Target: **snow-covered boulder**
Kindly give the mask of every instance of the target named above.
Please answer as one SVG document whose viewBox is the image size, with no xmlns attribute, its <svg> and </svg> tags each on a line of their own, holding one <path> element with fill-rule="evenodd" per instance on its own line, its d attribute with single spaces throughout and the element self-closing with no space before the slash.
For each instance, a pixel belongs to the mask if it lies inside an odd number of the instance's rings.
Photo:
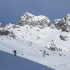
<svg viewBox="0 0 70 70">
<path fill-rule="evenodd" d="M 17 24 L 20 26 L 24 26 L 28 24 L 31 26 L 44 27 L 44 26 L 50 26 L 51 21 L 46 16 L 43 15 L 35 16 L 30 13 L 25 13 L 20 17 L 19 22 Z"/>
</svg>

# # # #

> _Problem details_
Present every line of the listing above as a Markdown table with the columns "Index" and "Text", numbering the rows and skipping blank lines. Leave the pictures out.

> _Response below_
| Index | Text |
|---|---|
| 1 | Target: **snow-covered boulder** |
| 2 | Kindly give the mask of every instance of the target named above. |
| 3 | Please answer as one SVG document whose viewBox is the image size, with no xmlns attribute, its <svg> and </svg> tags each on a line of their own, holding one <path> element with fill-rule="evenodd" per instance on its own line, its d attribute with single spaces throughout and the element self-closing with no space before the slash. |
| 4 | For each instance, a pixel belongs to the mask if it lies inside an odd number of the instance's rings. |
| 5 | Photo: |
| 6 | <svg viewBox="0 0 70 70"> |
| 7 | <path fill-rule="evenodd" d="M 17 24 L 20 26 L 24 26 L 28 24 L 31 26 L 44 27 L 44 26 L 50 26 L 51 21 L 46 16 L 43 15 L 35 16 L 30 13 L 25 13 L 20 17 L 19 22 Z"/> |
| 8 | </svg> |